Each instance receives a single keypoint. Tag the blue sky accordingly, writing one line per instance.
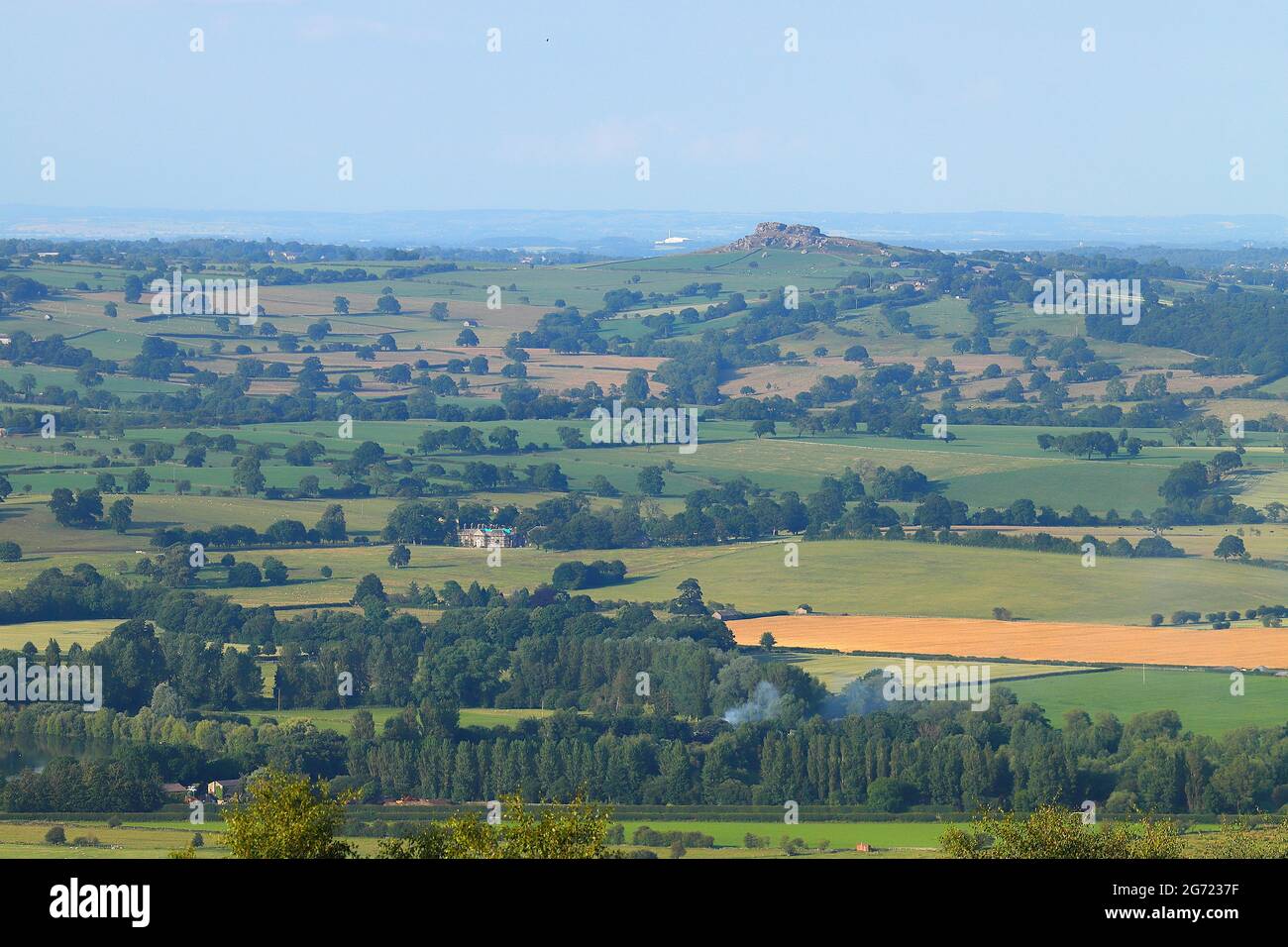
(729, 121)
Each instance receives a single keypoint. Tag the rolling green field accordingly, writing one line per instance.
(903, 835)
(1202, 698)
(842, 577)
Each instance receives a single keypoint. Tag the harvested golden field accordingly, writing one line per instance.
(1248, 646)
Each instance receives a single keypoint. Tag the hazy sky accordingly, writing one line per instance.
(1146, 124)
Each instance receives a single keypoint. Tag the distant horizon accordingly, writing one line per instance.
(635, 231)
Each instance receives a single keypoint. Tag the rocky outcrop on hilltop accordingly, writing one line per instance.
(778, 236)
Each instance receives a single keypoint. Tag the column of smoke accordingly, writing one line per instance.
(858, 698)
(761, 706)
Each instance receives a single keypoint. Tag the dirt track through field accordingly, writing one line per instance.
(1026, 641)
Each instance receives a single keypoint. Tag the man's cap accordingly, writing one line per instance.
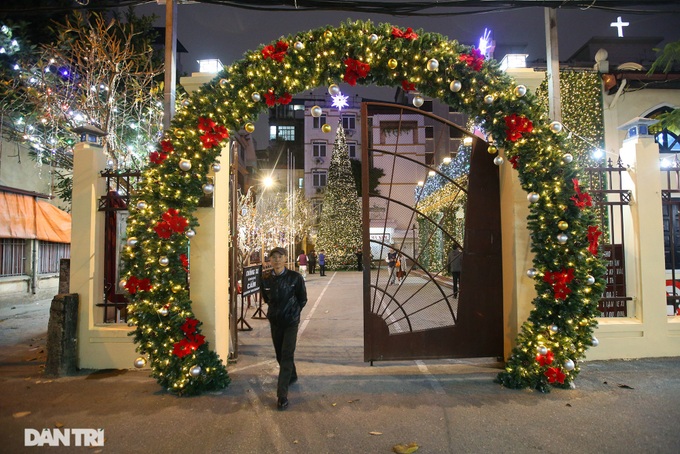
(278, 250)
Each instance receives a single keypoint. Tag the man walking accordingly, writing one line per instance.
(285, 293)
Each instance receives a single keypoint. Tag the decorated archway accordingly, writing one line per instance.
(567, 272)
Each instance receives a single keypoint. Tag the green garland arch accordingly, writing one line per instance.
(567, 274)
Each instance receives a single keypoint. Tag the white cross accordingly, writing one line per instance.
━━━━━━━━
Extract the rows word for word, starting with the line that contains "Each instance receives a single keypoint. Tag the man walking" and going on through the last line of the rows.

Each instance receives a single keypoint. Tag the man walking accordingly, writing one line per instance.
(285, 293)
Each instance receives a single keypoint. Tag the decorated archway accordingly, writing one line per instance.
(567, 272)
Each instance receives a single keypoint. Tag the green garland arch accordingly, writing one line per instance.
(567, 274)
Each instance receives a single keypoint. Tag the white cross accordingly, writing one line per instance.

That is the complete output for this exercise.